▸ Required task a
Count the lines of the records below that contain the string "kitten", and reply with that number alone.

▸ Reading text
***

Sunday, October 15, 2006

Mountain Man

well.
I think i've been leading the guy on.
but not in the sense that I've been "leading him on" But I have been giving him hope. That is where i am leading him on.
The hope part.
Then I ask myself....maybe thats not too far off.

Maybe Hope is not such a bad thing

The guy I got stranded on the mountain with a couple weeks ago. The same guy I had the good face with longer ago than that and said no to. Can't do it. He understood.
so.....
WEll. He's been here. Often. we talk.
He is a good companion.
No sex.
Just cuddles. A couple kisses now and then. No touching. Just sharing affection.
He knows My heart is elsewhere.
As I have told him over and over again.
I've told him this is all I want.
The closeness. Not to be alone.
He is happy to oblige
but I'm sure as Human Nature dictates he is hoping for more.
I find myself, every once in awhile, questioning why i can't give him more?
Am I doing what Mr. Big did to me to mountian man?
i don't want to hurt him.
Yet he/we are getting close.
emotionally

Yet my heart won't let me..............

My project is completed. now I have to finish it.
than i suppose I will have more answers.

blog On Dudes!

5 comments:

Gary said...

***

[Stored data]

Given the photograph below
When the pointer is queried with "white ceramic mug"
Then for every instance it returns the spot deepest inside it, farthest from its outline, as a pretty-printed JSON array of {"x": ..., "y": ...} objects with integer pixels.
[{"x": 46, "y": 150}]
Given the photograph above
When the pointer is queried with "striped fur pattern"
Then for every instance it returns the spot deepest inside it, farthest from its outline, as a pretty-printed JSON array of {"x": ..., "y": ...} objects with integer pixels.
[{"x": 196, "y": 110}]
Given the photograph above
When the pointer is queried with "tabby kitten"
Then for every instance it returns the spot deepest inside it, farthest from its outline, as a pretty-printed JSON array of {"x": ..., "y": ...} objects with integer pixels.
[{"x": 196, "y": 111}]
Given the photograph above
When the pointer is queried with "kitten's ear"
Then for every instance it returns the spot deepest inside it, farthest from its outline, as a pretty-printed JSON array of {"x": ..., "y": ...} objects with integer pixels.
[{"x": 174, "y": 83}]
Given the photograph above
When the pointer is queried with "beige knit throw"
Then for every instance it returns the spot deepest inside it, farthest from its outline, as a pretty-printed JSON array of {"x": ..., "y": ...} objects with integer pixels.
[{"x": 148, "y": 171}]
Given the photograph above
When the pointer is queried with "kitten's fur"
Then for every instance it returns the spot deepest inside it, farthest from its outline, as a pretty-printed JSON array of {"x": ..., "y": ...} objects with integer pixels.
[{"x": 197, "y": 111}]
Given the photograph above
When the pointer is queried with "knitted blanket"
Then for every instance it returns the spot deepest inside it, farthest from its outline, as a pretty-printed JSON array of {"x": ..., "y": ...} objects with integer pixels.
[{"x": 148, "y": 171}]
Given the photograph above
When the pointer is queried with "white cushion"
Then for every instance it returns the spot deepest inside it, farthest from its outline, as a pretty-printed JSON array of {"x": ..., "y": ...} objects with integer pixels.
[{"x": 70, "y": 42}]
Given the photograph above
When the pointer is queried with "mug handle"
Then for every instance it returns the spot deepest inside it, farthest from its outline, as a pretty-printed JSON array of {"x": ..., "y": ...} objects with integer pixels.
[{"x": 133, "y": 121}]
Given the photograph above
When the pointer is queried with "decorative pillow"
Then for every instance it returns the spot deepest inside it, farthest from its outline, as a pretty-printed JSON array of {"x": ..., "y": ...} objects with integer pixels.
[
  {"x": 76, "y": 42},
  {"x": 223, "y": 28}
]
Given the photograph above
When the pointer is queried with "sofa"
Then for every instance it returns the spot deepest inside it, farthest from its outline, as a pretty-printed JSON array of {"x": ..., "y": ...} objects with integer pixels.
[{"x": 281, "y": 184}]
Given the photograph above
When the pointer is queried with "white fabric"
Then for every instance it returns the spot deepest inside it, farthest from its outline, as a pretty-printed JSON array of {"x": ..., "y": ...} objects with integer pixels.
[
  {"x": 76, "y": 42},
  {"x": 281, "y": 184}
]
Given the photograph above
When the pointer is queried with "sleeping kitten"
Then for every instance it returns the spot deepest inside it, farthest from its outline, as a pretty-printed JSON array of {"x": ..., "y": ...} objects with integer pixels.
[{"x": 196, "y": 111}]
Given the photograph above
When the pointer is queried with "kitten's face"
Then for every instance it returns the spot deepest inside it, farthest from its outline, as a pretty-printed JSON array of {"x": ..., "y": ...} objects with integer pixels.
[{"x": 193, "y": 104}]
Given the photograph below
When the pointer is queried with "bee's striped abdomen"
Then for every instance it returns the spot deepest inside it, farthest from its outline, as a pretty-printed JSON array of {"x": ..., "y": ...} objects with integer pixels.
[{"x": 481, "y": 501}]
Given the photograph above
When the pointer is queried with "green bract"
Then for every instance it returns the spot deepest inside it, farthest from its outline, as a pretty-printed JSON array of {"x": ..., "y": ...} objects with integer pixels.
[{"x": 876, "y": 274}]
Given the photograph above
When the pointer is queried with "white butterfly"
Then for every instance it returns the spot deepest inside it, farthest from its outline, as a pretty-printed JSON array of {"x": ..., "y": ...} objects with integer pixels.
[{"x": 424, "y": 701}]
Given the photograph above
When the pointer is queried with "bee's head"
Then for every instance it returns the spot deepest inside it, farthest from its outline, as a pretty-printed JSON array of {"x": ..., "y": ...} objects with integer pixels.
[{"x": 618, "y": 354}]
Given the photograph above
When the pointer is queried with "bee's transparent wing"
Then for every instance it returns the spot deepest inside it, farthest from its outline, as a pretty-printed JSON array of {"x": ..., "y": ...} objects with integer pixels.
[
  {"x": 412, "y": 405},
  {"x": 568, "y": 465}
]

***

▸ Required task b
Reproduce a passage of the Mountain Man post above word for word, starting with "Then I ask myself....maybe" and going on through "it. He understood.".

▸ Worked solution a
5

▸ Worked solution b
Then I ask myself....maybe thats not too far off.

Maybe Hope is not such a bad thing

The guy I got stranded on the mountain with a couple weeks ago. The same guy I had the good face with longer ago than that and said no to. Can't do it. He understood.